That's the same mechanism that I use as well, it works really well and it lasts!

Reactions: Agree 1


----------



## Kevin

The PenSmith said:


> That's the same mechanism that I use as well, it works really well and it lasts!



That one was my mainstay as well until I got used to going knobless. Once you go knobless you'll never go back . . . . .


----------



## ButchC

NYWoodturner said:


> OK Butch - These are headed out to you in the morning. Traditional mechanism. My choice would be the Marblewood. The Maple is a back up and yours if the Marblewood doesn't make it.. Anything else you might find in the box is yours
> 
> View attachment 63814
> 
> They will go out in the morning.




I will keep an eye out on the porch.

Butch


----------



## sprucegum

Got my blanks and mechanism from Dennis today I have never done a conventional mill but the drilling looks simple enough. I have @NYWoodturner 's blanks ready to send still waiting to hear his preference of mechanisms. Hope the due date is still a ways off as Saturday is the first day of deer season. Maybe I will take it to deer camp and let the guys shoot away the extra wood for a totally original look.

Reactions: Like 1 | Funny 1


----------



## TimR

Likewise today I recd blanks and mechanism from @Kevin . Some sweet extras inside, he must have run low on bubble wrap. Thanks!


----------



## NYWoodturner

sprucegum said:


> Got my blanks and mechanism from Dennis today I have never done a conventional mill but the drilling looks simple enough. I have @NYWoodturner 's blanks ready to send still waiting to hear his preference of mechanisms. Hope the due date is still a ways off as Saturday is the first day of deer season. Maybe I will take it to deer camp and let the guys shoot away the extra wood for a totally original look.





sprucegum said:


> Got my blanks and mechanism from Dennis today I have never done a conventional mill but the drilling looks simple enough. I have @NYWoodturner 's blanks ready to send still waiting to hear his preference of mechanisms. Hope the due date is still a ways off as Saturday is the first day of deer season. Maybe I will take it to deer camp and let the guys shoot away the extra wood for a totally original look.


Dave - Im good with any style mechanism. Whatever you prefer!


----------



## Wildthings

Must have been a good shipping day...got a package in from @ButchC today - now to figure what to do with this stuff!

Reactions: Like 1


----------



## woodintyuuu

TimR said:


> Likewise today I recd blanks and mechanism from @Kevin . Some sweet extras inside, he must have run low on bubble wrap. Thanks!

Exercise set ▸
[a] Copy the pen blank swap thread from "Dave - Im good" to "with this stuff!", putting "parcel" wherever "package" appears.
[b] Continue the pen blank swap thread, starting right after its last line.

Collected material ▸

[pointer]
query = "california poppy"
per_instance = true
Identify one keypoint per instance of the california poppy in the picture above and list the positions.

Results of the tasks ▸
[a]
Dave - Im good with any style mechanism. Whatever you prefer!


----------



## Wildthings

Must have been a good shipping day...got a parcel in from @ButchC today - now to figure what to do with this stuff!

[b]
tim yours showed up today thanks and glad the instructions are in there , Hope ya dont mind a little texture on that puppy , looks like jonathon needs little direction on the subject and you pp mill would make a great u tube addition if it did not upset ya , if ya needed a smoothe finished product . let me know if that would be a bad thing at your house cl @TimR


----------



## TimR

woodintyuuu said:


> tim yours showed up today thanks and glad the instructions are in there , Hope ya dont mind a little texture on that puppy , looks like jonathon needs little direction on the subject and you pp mill would make a great u tube addition if it did not upset ya , if ya needed a smoothe finished product . let me know if that would be a bad thing at your house cl @TimR


Have at it! Look forward to the vid on it too. I say have fun with this whole process, and we'll all enjoy the results.


----------



## ButchC

Hey Cliff @woodintyuu, can you post the link here? That would be somethin i would like to see for sure.


----------



## Schroedc

Blanks and mechanism showed up a couple days ago, getting ready to start as soon as I get a couple special orders out. @Kevin , Do we have a due date to get these back to the sender yet?


----------



## Kevin

No due date yet Colin I'm waiting until everyone gets their wood and mechs . . . . . . . .


----------



## ButchC

NYWoodturner said:


> OK Butch - These are headed out to you in the morning. Traditional mechanism. My choice would be the Marblewood. The Maple is a back up and yours if the Marblewood doesn't make it.. Anything else you might find in the box is yours
> 
> View attachment 63814
> 
> They will go out in the morning.



Hey Scott, I got the box today and it was kinda chewed up with a split on one corner. There was only one mechanism in there, correct? I don't think anything escaped.

Nice Blanks. Can you tell me what the other chunks are? The one larger piece looks like myrtle, but I'm probably wrong.

Butch


----------



## Kevin

I got my blank large shipment in from Cliff today and all I can say is oh. my. gawd.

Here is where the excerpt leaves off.